**PROMPT 1:** Reproduce the reversal write-up from "Once we reverse" to "nodes to checkpoint.", with no changes.
**PROMPT 2:** Check each statement against the reversal write-up. Answer yes or no, and quote the words that decide it. (a) The stated space complexity is O(1). (b) The solution uses three for-loops in one pass. (c) checkpoint is the node right after the reversal ends.

**PASSAGE SHOWN:**
::::
Solution)
class Solution:
def reverseBetween(self, head: Optional[ListNode], left: int, right: int) -> Optional[ListNode]:
# cur iterates the linked list
# checkpoint is the node right before the reversal
cur, checkpoint = head, head
# Move cur to a node where the reversal starts
for _ in range(left - 1):
checkpoint = cur
cur = cur.next
# reverse is the head of reversed linked list
# tail is the tail of the reversed linked list
reverse, tail = cur, cur
# Reverse the wanted range of nodes
cur = cur.next
for _ in range(right - left):
nextNode = cur.next
cur.next = reverse
reverse = cur
cur = nextNode
# If the reversal starts at the head
if left == 1: head = reverse
else: checkpoint.next = reverse
tail.next = cur
return head
Problem: LeetCode
Time Complexity: O(m)
Space Complexity: O(1)
* m = right
Explanation)
In one pass, we have two for-loops.
First is to find a node right before the reversal starts. Second is to actually reverse that range of nodes.
Once we reverse the nodes, we'll attach those nodes to the remaining nodes in the linked list that weren't reversed.
My solution is kinda messy ths time, so I'll break it into as many steps as possible and try to explain them in full detail.
Initialization)
To iterate the linked list, we'll have a node called cur. Set cur as head.
Variable checkpoint will be a node right before the reversal starts. We have this so that whenever we're done with the reversal we can attach those reversed nodes to checkpoint.
def reverseBetween(self, head: Optional[ListNode], left: int, right: int) -> Optional[ListNode]:
cur, checkpoint = head, head
Find the checkpoint)
::::
**AVAILABLE DATA:**
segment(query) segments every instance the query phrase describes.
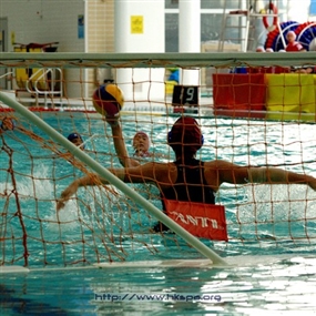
::::
**OUTPUT 1:**
Once we reverse the nodes, we'll attach those nodes to the remaining nodes in the linked list that weren't reversed.
My solution is kinda messy ths time, so I'll break it into as many steps as possible and try to explain them in full detail.
Initialization)
To iterate the linked list, we'll have a node called cur. Set cur as head.
Variable checkpoint will be a node right before the reversal starts. We have this so that whenever we're done with the reversal we can attach those reversed nodes to checkpoint.

**OUTPUT 2:**
(a) Yes: "Space Complexity: O(1)"
(b) No: "In one pass, we have two for-loops."
(c) No: "checkpoint is the node right before the reversal"